» 文本段落
◇ ◇ ◇ ◇ ◇

颱風時期降雨所產生的大量地表逕流，往往造成下游人口稠密地區受到的洪水威脅，對於高降雨強度且集流時間短促的台灣，集水區降雨逕流的模擬，為往後水利工程建設、水理演算及洪水預報的基本要求。降雨的空間分佈為降雨逕流模擬必要的輸入條件，不同的降雨分佈會造成逕流結果有所不同，因此本研究欲透過逕流歷線結果，探討空間內插法之適用性。
研究區域為西部高屏溪及東部和平溪流域，以2010年凡那比、2012年泰利及2012年天秤颱風事件，作為高屏溪流域之研究案例；以2013年天兔及2010年凡那比颱風事件，作為和平溪流域之研究案例。本研究利用距離權重反比法、一般克利金法、最小曲率法、徐昇網法以及趨勢面分析法等五種空間內插法建置降雨分佈及歷程，結合地文性淹排水模式模擬演算水位站水位歷線，並與水位站水位觀測值做比較。
本研究使用四個統計誤差包括均方根誤差、平均絕對誤差、相關係數及峰值誤差，以量化水位模擬結果與觀測水位資料，五場颱風事件於各水位站誤差統計分析結果，方均根誤差及平均誤差均低於1公尺，而相關係數均在0.8以上，模擬與觀測水位結果大致相符。
降雨空間分佈取決於其不同之內插特性，對於大尺度的高屏流域，以趨勢面分析法產置的降雨分佈歷程，透過降雨逕流演算，模擬結果較佳；相較於局部地區的和平溪流域而言，則以一般克利金法較為適合。

The heavy rainfall of Typhoons usually causes nationwide floods, in turn, yielding huge loss of human lives and economics. Taiwan is located in the zone where active tropical cyclone frequently forms in the western Pacific Ocean, so rainfall intensity is typically high yet with very short the concentration time of flow. An accurate estimation of areal precipitation by interpolating point observations is essential to hydrological modeling for water resources planning. Various interpolation algorithms have been suggested for calculating areal precipitation from point measurements; however, the influence of interpolation algorithms on the prediction of river stage still remains unclear and thus has to be investigated in a more scientific way to compare with recorded stage measurements. Therefore, in the current study, five widely-applied interpolation methods, the Thiessen polygon method, the ordinary Kriging method, the spline surface method, the inverse distance weighted method, and the trend surface analysis method, were selected as illustrative examples to quantitatively investigate this impact. The rainfall-runoff simulation was implemented using the physiographic drainage-inundation (PHD) model. Two different-size watersheds which are respectively located in southwestern Taiwan (Gaoping creek watershed) and eastern (Hoping creek watershed) were selected. Three Typhoon events (Typhoon Fanapi, 2010; Typhoon Talim, 2012; Typhoon Tembin, 2012) were used for hydrological modeling in the former watershed; two Typhoon events (Typhoon Fanapi, 2010; Typhoon Usagi, 2013) were used for hydrological modeling in the latter watershed.

◇ ◇ ◇ ◇ ◇

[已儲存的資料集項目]
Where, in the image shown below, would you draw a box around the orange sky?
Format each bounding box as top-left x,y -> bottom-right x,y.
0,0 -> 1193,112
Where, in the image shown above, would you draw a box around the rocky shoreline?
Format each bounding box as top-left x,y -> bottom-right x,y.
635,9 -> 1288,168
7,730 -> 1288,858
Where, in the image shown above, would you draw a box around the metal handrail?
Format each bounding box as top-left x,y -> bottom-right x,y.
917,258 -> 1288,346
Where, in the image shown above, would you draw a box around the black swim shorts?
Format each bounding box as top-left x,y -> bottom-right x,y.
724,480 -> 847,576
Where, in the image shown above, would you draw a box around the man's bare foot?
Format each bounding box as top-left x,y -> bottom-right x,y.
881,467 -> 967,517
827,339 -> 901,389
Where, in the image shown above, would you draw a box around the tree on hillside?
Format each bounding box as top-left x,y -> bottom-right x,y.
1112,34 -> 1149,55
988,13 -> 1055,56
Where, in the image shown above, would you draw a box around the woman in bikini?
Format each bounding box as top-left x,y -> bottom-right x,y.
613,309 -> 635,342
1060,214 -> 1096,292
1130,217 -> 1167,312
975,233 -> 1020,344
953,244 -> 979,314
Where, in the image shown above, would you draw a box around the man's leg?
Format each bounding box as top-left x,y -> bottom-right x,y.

◇ ◇ ◇ ◇ ◇

» 任務目標 A
判斷下列三項陳述是否與文本段落相符，逐項回答「是」或「否」，並原文引用作為判斷依據的字句：(i) 和平溪流域的研究案例包括2012年泰利颱風；(ii) 五場颱風事件於各水位站的相關係數均在0.8以上；(iii) 對於高屏流域，以一般克利金法產置的降雨分佈模擬結果較佳。
» 任務目標 B
將文本段落中的這句話譯成英文：「降雨空間分佈取決於其不同之內插特性，對於大尺度的高屏流域，以趨勢面分析法產置的降雨分佈歷程，透過降雨逕流演算，模擬結果較佳；相較於局部地區的和平溪流域而言，則以一般克利金法較為適合。」
請只依據文本段落作答。

» 完整回答 A
(i) 否。「以2013年天兔及2010年凡那比颱風事件，作為和平溪流域之研究案例」
(ii) 是。「而相關係數均在0.8以上」
(iii) 否。「對於大尺度的高屏流域，以趨勢面分析法產置的降雨分佈歷程，透過降雨逕流演算，模擬結果較佳」

» 完整回答 B
The spatial distribution of rainfall depends on the differing characteristics of each interpolation method. For the large-scale Gaoping watershed, the rainfall distribution process produced with the trend surface analysis method gave better simulation results through rainfall-runoff computation, whereas for the more localized Hoping creek watershed, the ordinary Kriging method was more suitable.